--- TEXT SEGMENT Enclosed Below ---

I love Terry & the Pirates, Milton Caniff's comic strip that ran from the mid-30s to the mid-40s. (See here and here.) So I am please to have been able to buy two minor examples of Caniff's masterpiece.
This one is from a point relatively early in the run.
Milton Caniff, Terry and the Pirates 11-11-1936, ink and blue pencil on board
This is a high-contrast black and white reproduction of the piece. Compare it to the color reproduction.
Milton Caniff, Terry and the Pirates 11-11-1936, ink and blue pencil on board
Hmmmm, there is a lot of blue here. What is it for? It's purpose will be obvious when you see the printed version of the strip (reproduced here from The Complete Terry and the Pirates volume 1).
Caniff used blue to indicate to someone in the newspaper production department where he wanted half-tones. Caniff was very much influenced by studio-mate Noel Sickles. Sickles used a high-contrast chiaroscuro drawing style, and Caniff did the same--using half-tones to add some grey to the mix.
But by 1945 (and all through his subsequent strip, Steve Canyon), Caniff abandoned that. He just used pen and ink with no mechanical halftones.
Milton Caniff, Terry and the Pirates 10-3-1945, ink on board
Notice the line across the bottom of the panels and across the top of the first panel. I have no idea what those are all about. They don't appear in the printed version, of course.

--- End of Enclosed TEXT SEGMENT ---

Please return the part of the Caniff comic strip text that begins at the words "Caniff used blue" and stops after "to the mix.", copying it word for word.

--- SOURCE INFORMATION Enclosed Below ---

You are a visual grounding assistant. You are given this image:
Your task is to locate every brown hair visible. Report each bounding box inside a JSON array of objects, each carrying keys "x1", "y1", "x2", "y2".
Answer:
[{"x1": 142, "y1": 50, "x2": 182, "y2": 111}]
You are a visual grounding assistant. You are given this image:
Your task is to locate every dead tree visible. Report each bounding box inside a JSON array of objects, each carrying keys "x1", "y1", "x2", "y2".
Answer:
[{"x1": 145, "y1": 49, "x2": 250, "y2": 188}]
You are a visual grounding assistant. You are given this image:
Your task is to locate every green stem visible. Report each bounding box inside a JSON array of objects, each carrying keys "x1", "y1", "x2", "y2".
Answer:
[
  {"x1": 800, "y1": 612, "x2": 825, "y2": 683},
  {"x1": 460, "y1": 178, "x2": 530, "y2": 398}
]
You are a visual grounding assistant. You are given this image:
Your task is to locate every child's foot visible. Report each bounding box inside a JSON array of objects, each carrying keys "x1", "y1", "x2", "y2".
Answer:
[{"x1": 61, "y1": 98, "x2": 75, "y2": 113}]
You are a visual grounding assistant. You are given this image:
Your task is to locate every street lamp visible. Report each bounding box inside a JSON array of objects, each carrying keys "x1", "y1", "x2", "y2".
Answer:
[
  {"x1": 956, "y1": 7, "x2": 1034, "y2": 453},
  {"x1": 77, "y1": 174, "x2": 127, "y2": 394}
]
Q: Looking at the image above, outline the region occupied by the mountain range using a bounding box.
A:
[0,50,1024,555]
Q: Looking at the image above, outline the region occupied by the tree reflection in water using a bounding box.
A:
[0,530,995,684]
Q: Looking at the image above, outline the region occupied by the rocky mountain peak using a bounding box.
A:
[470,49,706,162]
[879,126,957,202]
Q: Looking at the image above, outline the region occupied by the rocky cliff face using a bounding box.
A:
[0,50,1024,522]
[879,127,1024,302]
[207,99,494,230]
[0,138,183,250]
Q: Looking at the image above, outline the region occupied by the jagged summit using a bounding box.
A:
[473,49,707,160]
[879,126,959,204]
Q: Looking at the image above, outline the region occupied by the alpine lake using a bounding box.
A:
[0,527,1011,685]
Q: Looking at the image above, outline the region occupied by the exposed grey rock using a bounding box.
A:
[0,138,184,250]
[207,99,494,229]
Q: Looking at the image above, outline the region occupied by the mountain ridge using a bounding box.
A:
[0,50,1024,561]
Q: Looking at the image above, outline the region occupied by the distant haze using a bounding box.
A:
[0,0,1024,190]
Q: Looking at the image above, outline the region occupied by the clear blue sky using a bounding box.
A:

--- End of Enclosed SOURCE INFORMATION ---

ANSWER TO THIS PROBLEM:
Caniff used blue to indicate to someone in the newspaper production department where he wanted half-tones. Caniff was very much influenced by studio-mate Noel Sickles. Sickles used a high-contrast chiaroscuro drawing style, and Caniff did the same--using half-tones to add some grey to the mix.